The paper "HypomimiaCoach: An AU-based Digital Therapy System for Hypomimia Detection & Rehabilitation with Parkinson’s Disease" investigates a novel approach to address hypomimia, a non-motor symptom of Parkinson’s disease characterized by reduced facial expression. This condition can significantly affect communication and emotional expression in patients, thereby complicating social interactions and quality of life.

System Overview

The authors have developed HypomimiaCoach, a digital therapy system utilizing Action Units (AUs)—distinct facial muscle movements—to detect and rehabilitate hypomimia symptoms. The system is designed to provide a scientifically rigorous yet accessible solution for patients, integrating artificial intelligence technology with conventional therapeutic practices.

Detection and Rehabilitation Components

Detection Component:

1. Data Acquisition and Preprocessing: The system captures facial movement data via video recording. These recordings are processed using the MTCNN model, which aids in segmenting and normalizing facial frames for analysis.
2. Feature Extraction and Classification: Utilizes a Swin Transformer model for facial feature extraction, transforming facial expression data into actionable AU features. These features are further enhanced using Graph Convolutional Networks (GCNs) to understand interconnections among AUs, allowing the system to detect hypomimia accurately.

Rehabilitation Component:

1. Training Design: The system offers both basic and advanced training exercises. Basic training focuses on individual facial regions such as the eyebrows, eyes, lips, and articulation muscles, providing real-time feedback. Advanced training integrates these exercises with Chinese opera music to motivate and engage patients, emphasizing rhythm and cultural relevance.
2. Feedback Mechanism: Real-time analysis of facial movements gives users immediate feedback, categorized into levels such as "perfect" or "good." This interactive feedback loop is crucial for ensuring exercises are performed correctly, facilitating better rehabilitation outcomes.

User Study

To evaluate the system’s effectiveness, a user study was conducted with Parkinson’s patients and healthcare professionals. The study aimed to assess user engagement, system usability, and the potential impact on patients’ rehabilitation outcomes. Participants generally found the digital therapy format engaging, with feedback indicating improved facial expressiveness and emotional relief post-training.

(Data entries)

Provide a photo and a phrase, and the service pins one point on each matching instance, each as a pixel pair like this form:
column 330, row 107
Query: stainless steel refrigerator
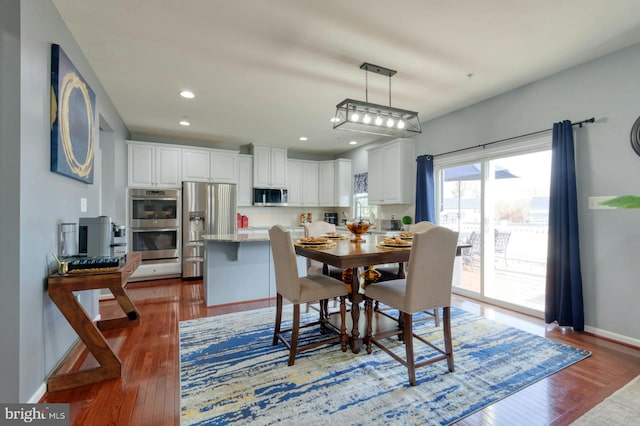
column 207, row 208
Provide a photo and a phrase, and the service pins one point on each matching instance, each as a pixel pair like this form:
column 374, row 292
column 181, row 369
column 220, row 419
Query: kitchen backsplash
column 260, row 217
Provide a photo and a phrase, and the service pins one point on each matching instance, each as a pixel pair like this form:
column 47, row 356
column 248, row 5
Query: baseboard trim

_Assignment_.
Do these statements agree with the HypomimiaCoach summary? Answer yes or no for each, quoting the words from the summary that decide it.
1. The system uses the MTCNN model for facial feature extraction.
2. Advanced training pairs the exercises with Chinese opera music.
3. The user study involved only Parkinson's patients.

_Answer for the task_.
1. No: "Utilizes a Swin Transformer model for facial feature extraction"
2. Yes: "Advanced training integrates these exercises with Chinese opera music"
3. No: "a user study was conducted with Parkinson’s patients and healthcare professionals"